**Stored items:**
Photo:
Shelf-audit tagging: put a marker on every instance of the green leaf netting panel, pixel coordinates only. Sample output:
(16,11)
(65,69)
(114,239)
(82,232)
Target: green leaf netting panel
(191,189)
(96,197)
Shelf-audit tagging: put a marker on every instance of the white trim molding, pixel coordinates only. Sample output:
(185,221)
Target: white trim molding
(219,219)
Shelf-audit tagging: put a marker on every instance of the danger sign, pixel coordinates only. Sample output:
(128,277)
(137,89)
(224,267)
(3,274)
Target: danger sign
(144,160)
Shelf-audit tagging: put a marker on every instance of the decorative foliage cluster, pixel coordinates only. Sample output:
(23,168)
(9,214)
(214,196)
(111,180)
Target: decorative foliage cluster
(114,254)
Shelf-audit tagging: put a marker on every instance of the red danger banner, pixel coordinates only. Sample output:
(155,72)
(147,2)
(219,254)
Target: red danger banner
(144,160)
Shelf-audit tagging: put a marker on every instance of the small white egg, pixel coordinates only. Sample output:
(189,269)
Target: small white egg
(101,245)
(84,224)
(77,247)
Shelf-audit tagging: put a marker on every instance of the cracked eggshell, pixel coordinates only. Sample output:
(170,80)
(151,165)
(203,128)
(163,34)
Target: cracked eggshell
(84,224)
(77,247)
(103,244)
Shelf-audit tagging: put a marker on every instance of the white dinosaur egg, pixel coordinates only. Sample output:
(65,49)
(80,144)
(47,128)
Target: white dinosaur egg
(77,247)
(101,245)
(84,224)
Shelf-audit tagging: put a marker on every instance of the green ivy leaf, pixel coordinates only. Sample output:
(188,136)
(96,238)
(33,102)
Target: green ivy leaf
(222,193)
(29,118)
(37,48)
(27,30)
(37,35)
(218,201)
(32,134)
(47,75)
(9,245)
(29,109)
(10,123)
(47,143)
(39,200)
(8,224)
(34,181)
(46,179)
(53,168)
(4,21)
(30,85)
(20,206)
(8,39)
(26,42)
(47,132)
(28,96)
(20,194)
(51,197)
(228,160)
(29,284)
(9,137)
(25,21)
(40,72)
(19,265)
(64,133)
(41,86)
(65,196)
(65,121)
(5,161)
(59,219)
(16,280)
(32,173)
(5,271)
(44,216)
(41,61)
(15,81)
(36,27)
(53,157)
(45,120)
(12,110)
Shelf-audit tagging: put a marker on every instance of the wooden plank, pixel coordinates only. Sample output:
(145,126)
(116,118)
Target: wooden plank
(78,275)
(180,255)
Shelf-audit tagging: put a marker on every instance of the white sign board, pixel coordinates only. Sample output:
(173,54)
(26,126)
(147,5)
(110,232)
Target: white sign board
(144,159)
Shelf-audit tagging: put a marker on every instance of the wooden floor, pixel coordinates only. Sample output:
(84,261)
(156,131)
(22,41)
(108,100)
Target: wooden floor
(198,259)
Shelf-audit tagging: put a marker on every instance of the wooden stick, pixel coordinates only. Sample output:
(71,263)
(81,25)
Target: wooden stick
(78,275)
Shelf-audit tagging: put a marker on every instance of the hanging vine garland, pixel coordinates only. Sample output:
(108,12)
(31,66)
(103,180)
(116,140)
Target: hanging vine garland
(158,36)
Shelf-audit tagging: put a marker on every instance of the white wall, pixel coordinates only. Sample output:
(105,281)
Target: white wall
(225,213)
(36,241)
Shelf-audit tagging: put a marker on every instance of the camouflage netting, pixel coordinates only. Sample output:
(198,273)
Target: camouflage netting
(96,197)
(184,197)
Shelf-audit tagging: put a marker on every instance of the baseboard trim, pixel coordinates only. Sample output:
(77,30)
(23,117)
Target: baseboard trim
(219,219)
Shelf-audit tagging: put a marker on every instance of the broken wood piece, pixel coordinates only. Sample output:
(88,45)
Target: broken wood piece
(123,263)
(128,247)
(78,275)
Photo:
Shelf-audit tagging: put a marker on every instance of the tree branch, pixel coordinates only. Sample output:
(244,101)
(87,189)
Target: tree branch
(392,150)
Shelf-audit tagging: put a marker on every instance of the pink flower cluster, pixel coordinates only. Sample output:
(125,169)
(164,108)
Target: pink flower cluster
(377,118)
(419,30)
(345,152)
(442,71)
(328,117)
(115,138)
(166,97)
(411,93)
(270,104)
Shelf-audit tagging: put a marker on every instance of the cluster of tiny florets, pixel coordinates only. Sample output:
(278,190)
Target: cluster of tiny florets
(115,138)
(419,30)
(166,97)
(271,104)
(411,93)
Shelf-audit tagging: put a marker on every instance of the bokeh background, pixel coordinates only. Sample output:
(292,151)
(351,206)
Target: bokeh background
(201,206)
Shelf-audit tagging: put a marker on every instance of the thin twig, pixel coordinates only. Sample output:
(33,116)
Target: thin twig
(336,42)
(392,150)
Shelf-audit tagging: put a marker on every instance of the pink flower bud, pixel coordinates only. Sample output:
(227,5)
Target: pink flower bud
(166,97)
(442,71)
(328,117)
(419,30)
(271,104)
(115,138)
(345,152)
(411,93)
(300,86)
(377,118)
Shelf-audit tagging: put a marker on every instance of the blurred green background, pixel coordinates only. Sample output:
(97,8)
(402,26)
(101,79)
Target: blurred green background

**Your goal:** Reproduce every one of the rows above with "Sample output" replaced by "Example output" each time it occurs, keeping all other text identical.

**Output for this task:**
Photo:
Shelf-audit tagging: put a marker on every instance of the green leaf netting panel, pixel coordinates only. Example output:
(16,11)
(65,69)
(114,239)
(82,232)
Target: green leaf netting panel
(191,189)
(96,197)
Shelf-audit tagging: put a marker on every instance of the white trim molding, pixel coordinates only. Example output:
(185,221)
Target: white trim molding
(219,219)
Shelf-audit tagging: put a marker on every instance of the danger sign, pixel coordinates only. Example output:
(128,277)
(137,89)
(224,267)
(3,274)
Target: danger sign
(144,160)
Shelf-audit tagging: put a marker on every instance of the decorative foliage cluster, pixel coordinates only. Example output:
(23,168)
(9,214)
(214,196)
(111,180)
Target: decorative foliage cluster
(114,254)
Shelf-audit tagging: put a marker on every instance of the red danger banner, pixel coordinates only. Example output:
(155,72)
(147,2)
(219,254)
Target: red danger banner
(144,160)
Shelf-audit tagging: put a marker on every instance of the small white egg, pixel coordinates only. Example output:
(189,269)
Target: small white egg
(101,245)
(84,224)
(77,247)
Shelf-audit tagging: put a marker on every instance of the cracked eggshell, pixel coordinates only. Example output:
(170,80)
(151,165)
(203,128)
(163,34)
Target: cracked eggshell
(84,224)
(77,247)
(103,244)
Shelf-audit tagging: put a marker on every instance of the white dinosaur egg, pixel coordinates only. Example output:
(65,49)
(80,144)
(47,128)
Target: white dinosaur egg
(77,247)
(101,245)
(84,224)
Shelf-audit tagging: put a marker on every instance of the green ivy leaf, pixel coordinates only. Example output:
(188,136)
(96,238)
(33,102)
Target: green ivy leaf
(222,193)
(29,118)
(37,48)
(27,30)
(37,35)
(218,201)
(32,134)
(47,75)
(9,245)
(29,109)
(10,123)
(47,143)
(39,200)
(8,224)
(34,181)
(46,179)
(53,168)
(4,21)
(30,85)
(20,206)
(8,39)
(26,42)
(47,132)
(28,96)
(20,194)
(51,197)
(228,160)
(29,284)
(9,137)
(25,21)
(40,72)
(19,265)
(64,133)
(41,86)
(65,196)
(65,121)
(5,161)
(59,219)
(16,280)
(32,173)
(5,271)
(44,216)
(41,61)
(15,81)
(36,27)
(53,157)
(45,120)
(12,110)
Shelf-audit tagging: put a marker on every instance of the wooden plank, pixel coordinates only. Example output:
(145,126)
(116,118)
Target: wooden plank
(78,275)
(180,255)
Shelf-audit tagging: put a marker on every instance of the white sign board, pixel coordinates only. Example output:
(173,54)
(26,126)
(147,5)
(110,232)
Target: white sign board
(144,159)
Shelf-audit tagging: put a marker on every instance of the wooden floor, pixel coordinates only. Example output:
(84,261)
(156,131)
(22,41)
(108,100)
Target: wooden floor
(198,259)
Shelf-audit tagging: put a marker on every instance of the wooden stick, pixel coordinates only. Example output:
(71,263)
(81,25)
Target: wooden stick
(78,275)
Shelf-audit tagging: put a marker on every instance of the hanging vine garland, pixel coordinates only. Example output:
(108,12)
(31,66)
(103,180)
(116,140)
Target: hanging vine garland
(158,36)
Shelf-audit tagging: put a marker on every instance of the white wall, pixel coordinates only. Example output:
(105,281)
Target: white wall
(225,213)
(36,241)
Shelf-audit tagging: put a marker on every instance of the camouflage netting, pixel coordinates only. Example output:
(198,273)
Target: camouflage netting
(96,197)
(184,197)
Shelf-audit tagging: put a marker on every instance of the baseboard trim, pixel coordinates only. Example output:
(77,30)
(23,117)
Target: baseboard trim
(219,219)
Shelf-audit tagging: put a marker on every instance of the broken wood piece, pixel coordinates only. Example output:
(88,45)
Target: broken wood piece
(123,263)
(128,247)
(78,275)
Photo:
Shelf-audit tagging: put a marker on every instance of the tree branch, pixel coordinates only. Example output:
(244,101)
(87,189)
Target: tree branch
(392,150)
Shelf-audit tagging: put a marker on every instance of the pink flower cluster, pixel coordinates only. Example output:
(125,169)
(164,108)
Target: pink flower cluster
(377,118)
(419,30)
(345,152)
(442,71)
(328,117)
(115,138)
(166,97)
(411,93)
(270,104)
Shelf-audit tagging: put a marker on every instance of the cluster of tiny florets, pixel coordinates only. Example output:
(278,190)
Target: cluster of tiny florets
(115,138)
(419,30)
(166,97)
(271,104)
(411,93)
Shelf-audit tagging: put a marker on every instance of the bokeh background, pixel coordinates only. Example output:
(292,151)
(351,206)
Target: bokeh background
(201,206)
Shelf-audit tagging: put a marker on every instance of the thin twig, pixel coordinates only. Example output:
(33,116)
Target: thin twig
(336,42)
(392,150)
Shelf-audit tagging: put a marker on every instance of the pink flower bud, pixel coordinates only. Example output:
(227,5)
Target: pink flower bud
(166,97)
(442,71)
(328,117)
(419,30)
(271,104)
(115,138)
(345,152)
(411,93)
(300,86)
(377,118)
Shelf-audit tagging: put a marker on every instance of the blurred green background, pixel coordinates only. Example output:
(97,8)
(402,26)
(101,79)
Target: blurred green background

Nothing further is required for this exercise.